Saved entries
--*--

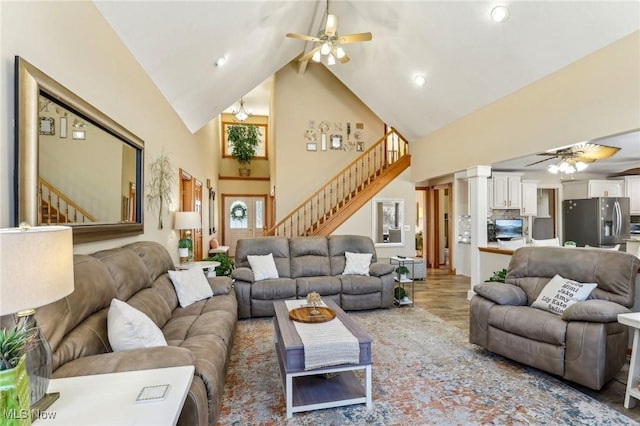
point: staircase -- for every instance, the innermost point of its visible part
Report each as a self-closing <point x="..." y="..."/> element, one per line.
<point x="349" y="190"/>
<point x="56" y="208"/>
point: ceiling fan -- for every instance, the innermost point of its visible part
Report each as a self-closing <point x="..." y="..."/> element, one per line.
<point x="576" y="157"/>
<point x="330" y="43"/>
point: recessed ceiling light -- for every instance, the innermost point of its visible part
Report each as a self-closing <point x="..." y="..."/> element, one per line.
<point x="500" y="13"/>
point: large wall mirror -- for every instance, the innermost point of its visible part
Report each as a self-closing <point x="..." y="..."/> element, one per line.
<point x="75" y="165"/>
<point x="388" y="222"/>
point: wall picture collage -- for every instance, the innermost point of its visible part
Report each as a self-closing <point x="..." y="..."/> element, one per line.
<point x="324" y="135"/>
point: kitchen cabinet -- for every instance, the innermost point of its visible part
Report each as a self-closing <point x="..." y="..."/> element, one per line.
<point x="632" y="190"/>
<point x="506" y="191"/>
<point x="592" y="189"/>
<point x="529" y="199"/>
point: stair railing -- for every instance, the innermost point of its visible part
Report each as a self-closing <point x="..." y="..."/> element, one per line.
<point x="57" y="208"/>
<point x="343" y="187"/>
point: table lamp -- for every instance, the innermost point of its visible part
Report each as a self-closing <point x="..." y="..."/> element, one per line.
<point x="186" y="221"/>
<point x="36" y="268"/>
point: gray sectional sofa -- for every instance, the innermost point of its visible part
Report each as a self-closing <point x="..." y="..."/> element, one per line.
<point x="585" y="344"/>
<point x="310" y="264"/>
<point x="200" y="334"/>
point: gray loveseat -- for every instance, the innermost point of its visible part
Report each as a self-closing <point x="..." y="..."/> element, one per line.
<point x="308" y="264"/>
<point x="199" y="334"/>
<point x="585" y="344"/>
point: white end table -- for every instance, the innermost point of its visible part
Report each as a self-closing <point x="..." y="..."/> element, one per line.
<point x="110" y="399"/>
<point x="633" y="393"/>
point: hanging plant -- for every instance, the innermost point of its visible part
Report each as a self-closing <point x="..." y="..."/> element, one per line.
<point x="238" y="212"/>
<point x="161" y="180"/>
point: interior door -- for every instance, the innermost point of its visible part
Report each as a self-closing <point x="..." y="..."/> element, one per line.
<point x="244" y="217"/>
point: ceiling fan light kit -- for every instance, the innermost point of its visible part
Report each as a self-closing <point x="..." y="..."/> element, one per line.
<point x="330" y="42"/>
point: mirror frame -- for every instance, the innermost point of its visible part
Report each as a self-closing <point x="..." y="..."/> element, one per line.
<point x="374" y="221"/>
<point x="30" y="82"/>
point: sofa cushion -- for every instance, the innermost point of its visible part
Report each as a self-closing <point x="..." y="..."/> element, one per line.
<point x="263" y="267"/>
<point x="532" y="267"/>
<point x="357" y="263"/>
<point x="528" y="322"/>
<point x="129" y="272"/>
<point x="281" y="288"/>
<point x="129" y="329"/>
<point x="339" y="244"/>
<point x="560" y="293"/>
<point x="277" y="246"/>
<point x="191" y="285"/>
<point x="360" y="284"/>
<point x="324" y="286"/>
<point x="309" y="257"/>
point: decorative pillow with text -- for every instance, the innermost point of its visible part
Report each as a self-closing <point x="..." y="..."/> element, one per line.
<point x="357" y="263"/>
<point x="560" y="293"/>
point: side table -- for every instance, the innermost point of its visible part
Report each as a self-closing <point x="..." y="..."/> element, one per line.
<point x="404" y="261"/>
<point x="633" y="393"/>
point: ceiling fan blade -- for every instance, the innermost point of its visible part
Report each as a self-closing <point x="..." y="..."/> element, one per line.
<point x="541" y="161"/>
<point x="593" y="151"/>
<point x="303" y="37"/>
<point x="354" y="38"/>
<point x="307" y="56"/>
<point x="332" y="25"/>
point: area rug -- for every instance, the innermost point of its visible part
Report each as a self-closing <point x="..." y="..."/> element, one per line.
<point x="425" y="372"/>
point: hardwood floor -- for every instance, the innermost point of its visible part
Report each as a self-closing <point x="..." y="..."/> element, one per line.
<point x="445" y="295"/>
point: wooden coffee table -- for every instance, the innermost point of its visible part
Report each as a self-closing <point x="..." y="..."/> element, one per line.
<point x="307" y="390"/>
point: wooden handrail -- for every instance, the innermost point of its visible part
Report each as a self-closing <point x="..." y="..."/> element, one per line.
<point x="59" y="205"/>
<point x="334" y="195"/>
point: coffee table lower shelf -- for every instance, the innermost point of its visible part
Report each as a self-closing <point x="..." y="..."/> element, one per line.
<point x="310" y="390"/>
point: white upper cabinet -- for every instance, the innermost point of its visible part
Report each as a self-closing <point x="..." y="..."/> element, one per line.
<point x="593" y="189"/>
<point x="632" y="190"/>
<point x="529" y="199"/>
<point x="506" y="191"/>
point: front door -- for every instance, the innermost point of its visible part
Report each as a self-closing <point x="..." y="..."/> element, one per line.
<point x="244" y="217"/>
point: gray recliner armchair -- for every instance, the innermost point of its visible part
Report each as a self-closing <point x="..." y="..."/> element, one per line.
<point x="585" y="344"/>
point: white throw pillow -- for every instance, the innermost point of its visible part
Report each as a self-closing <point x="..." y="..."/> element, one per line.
<point x="357" y="263"/>
<point x="560" y="293"/>
<point x="128" y="328"/>
<point x="263" y="267"/>
<point x="191" y="285"/>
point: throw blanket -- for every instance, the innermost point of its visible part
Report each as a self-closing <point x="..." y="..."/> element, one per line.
<point x="327" y="343"/>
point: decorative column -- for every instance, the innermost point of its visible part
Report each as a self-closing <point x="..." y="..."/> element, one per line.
<point x="478" y="194"/>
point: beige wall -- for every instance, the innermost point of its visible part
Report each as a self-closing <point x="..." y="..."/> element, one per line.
<point x="96" y="66"/>
<point x="596" y="96"/>
<point x="298" y="98"/>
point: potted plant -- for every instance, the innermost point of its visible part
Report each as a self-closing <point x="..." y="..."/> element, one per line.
<point x="244" y="142"/>
<point x="15" y="342"/>
<point x="402" y="272"/>
<point x="226" y="264"/>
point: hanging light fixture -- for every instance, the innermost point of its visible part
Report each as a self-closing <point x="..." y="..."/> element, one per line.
<point x="241" y="114"/>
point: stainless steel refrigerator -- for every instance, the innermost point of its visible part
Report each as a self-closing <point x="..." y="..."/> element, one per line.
<point x="596" y="222"/>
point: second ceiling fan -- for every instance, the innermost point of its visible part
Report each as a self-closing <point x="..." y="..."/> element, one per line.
<point x="330" y="43"/>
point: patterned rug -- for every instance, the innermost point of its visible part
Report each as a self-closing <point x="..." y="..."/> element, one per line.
<point x="425" y="372"/>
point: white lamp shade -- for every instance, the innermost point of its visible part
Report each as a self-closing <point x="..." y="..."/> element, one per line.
<point x="36" y="267"/>
<point x="187" y="220"/>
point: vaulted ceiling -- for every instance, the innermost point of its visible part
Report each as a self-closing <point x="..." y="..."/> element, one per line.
<point x="467" y="59"/>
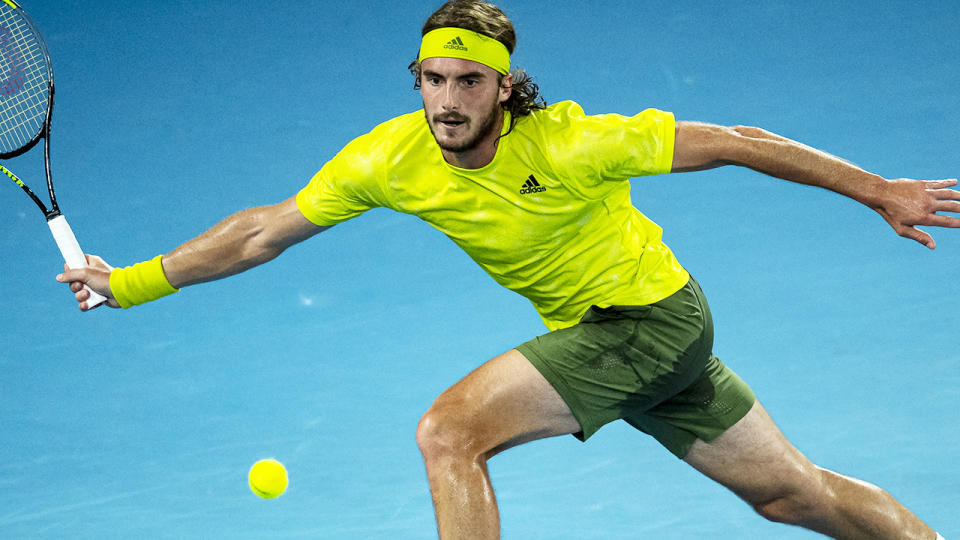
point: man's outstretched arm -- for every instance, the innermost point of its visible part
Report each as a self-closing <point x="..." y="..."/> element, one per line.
<point x="239" y="242"/>
<point x="902" y="202"/>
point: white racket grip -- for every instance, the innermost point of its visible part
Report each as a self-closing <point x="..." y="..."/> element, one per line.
<point x="72" y="253"/>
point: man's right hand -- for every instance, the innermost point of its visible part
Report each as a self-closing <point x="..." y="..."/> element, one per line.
<point x="96" y="276"/>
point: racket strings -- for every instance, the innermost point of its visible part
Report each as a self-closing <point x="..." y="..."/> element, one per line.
<point x="24" y="83"/>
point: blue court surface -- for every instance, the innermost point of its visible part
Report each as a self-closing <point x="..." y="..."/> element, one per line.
<point x="172" y="115"/>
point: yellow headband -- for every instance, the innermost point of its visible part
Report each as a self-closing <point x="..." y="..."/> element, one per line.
<point x="465" y="44"/>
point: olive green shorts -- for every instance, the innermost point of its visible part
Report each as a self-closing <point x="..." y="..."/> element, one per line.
<point x="649" y="365"/>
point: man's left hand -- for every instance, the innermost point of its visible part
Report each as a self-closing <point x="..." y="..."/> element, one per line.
<point x="907" y="203"/>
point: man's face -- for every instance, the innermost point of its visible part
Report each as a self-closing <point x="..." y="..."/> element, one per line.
<point x="461" y="100"/>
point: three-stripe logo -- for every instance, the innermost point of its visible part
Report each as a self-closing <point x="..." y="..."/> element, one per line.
<point x="457" y="44"/>
<point x="531" y="186"/>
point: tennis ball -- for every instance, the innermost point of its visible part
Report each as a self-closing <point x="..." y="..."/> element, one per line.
<point x="268" y="478"/>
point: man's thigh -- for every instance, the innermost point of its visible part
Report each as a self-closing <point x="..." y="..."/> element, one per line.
<point x="502" y="403"/>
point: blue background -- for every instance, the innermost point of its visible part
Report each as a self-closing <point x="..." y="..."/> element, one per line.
<point x="172" y="115"/>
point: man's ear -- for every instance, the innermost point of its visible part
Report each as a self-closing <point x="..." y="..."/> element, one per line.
<point x="506" y="88"/>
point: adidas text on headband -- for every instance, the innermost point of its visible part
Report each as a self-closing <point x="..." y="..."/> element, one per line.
<point x="467" y="45"/>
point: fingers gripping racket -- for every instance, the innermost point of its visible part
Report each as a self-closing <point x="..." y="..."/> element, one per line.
<point x="26" y="107"/>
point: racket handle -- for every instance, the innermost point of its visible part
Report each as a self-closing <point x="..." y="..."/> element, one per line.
<point x="72" y="253"/>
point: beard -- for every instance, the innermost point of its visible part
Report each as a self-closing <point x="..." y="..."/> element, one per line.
<point x="484" y="128"/>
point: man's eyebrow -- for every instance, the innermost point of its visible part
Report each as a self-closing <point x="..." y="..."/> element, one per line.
<point x="471" y="75"/>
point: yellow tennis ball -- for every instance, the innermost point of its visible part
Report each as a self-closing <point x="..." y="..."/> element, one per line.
<point x="268" y="478"/>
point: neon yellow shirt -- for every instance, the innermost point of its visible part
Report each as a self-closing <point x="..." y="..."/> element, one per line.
<point x="550" y="217"/>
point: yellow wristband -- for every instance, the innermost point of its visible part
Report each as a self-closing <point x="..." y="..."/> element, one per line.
<point x="140" y="283"/>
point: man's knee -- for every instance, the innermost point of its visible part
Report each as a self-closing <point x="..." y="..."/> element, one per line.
<point x="801" y="501"/>
<point x="442" y="431"/>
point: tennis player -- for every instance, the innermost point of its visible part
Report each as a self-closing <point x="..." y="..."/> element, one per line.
<point x="539" y="197"/>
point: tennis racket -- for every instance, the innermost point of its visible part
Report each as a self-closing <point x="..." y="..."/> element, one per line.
<point x="26" y="107"/>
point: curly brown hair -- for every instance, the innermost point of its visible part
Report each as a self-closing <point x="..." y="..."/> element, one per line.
<point x="487" y="19"/>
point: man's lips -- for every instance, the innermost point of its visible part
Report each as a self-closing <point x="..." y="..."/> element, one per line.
<point x="451" y="122"/>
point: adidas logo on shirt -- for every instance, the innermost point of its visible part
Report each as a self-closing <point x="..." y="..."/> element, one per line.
<point x="531" y="186"/>
<point x="456" y="44"/>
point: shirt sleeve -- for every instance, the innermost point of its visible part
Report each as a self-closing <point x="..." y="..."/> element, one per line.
<point x="596" y="149"/>
<point x="348" y="185"/>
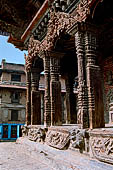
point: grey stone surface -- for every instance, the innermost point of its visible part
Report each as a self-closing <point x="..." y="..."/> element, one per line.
<point x="29" y="155"/>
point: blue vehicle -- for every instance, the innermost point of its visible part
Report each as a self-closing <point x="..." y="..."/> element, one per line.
<point x="10" y="131"/>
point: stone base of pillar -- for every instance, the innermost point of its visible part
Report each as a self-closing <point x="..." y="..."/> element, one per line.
<point x="35" y="108"/>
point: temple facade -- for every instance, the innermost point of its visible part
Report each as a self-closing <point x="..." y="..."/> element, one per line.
<point x="72" y="39"/>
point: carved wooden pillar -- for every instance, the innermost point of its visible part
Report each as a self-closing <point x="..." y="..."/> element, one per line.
<point x="55" y="90"/>
<point x="82" y="115"/>
<point x="35" y="97"/>
<point x="70" y="102"/>
<point x="28" y="98"/>
<point x="94" y="80"/>
<point x="47" y="102"/>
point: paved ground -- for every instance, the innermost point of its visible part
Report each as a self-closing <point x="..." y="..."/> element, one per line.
<point x="27" y="155"/>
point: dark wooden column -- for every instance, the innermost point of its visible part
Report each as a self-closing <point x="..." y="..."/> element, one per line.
<point x="35" y="97"/>
<point x="71" y="117"/>
<point x="55" y="89"/>
<point x="28" y="98"/>
<point x="94" y="79"/>
<point x="82" y="115"/>
<point x="47" y="102"/>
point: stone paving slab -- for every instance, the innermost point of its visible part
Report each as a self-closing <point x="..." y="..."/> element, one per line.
<point x="28" y="155"/>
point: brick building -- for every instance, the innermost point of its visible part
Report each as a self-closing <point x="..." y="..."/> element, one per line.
<point x="12" y="99"/>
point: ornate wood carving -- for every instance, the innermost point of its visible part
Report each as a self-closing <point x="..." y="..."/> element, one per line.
<point x="28" y="98"/>
<point x="55" y="92"/>
<point x="82" y="115"/>
<point x="101" y="144"/>
<point x="47" y="102"/>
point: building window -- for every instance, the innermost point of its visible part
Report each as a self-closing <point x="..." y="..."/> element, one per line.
<point x="15" y="97"/>
<point x="15" y="77"/>
<point x="14" y="115"/>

--*--

Copy each line containing the word "table" from the data.

**Solution to this problem**
point: table lamp -- for every instance, the innermost point of its visible part
point: white end table -- for every instance, the innermost point of its visible part
point: side table -- for every instance, the innermost point of its visible part
point: wooden coffee table -- for every instance, the innermost point of its visible part
point: coffee table lower shelf -- for every instance, the innermost point of its visible part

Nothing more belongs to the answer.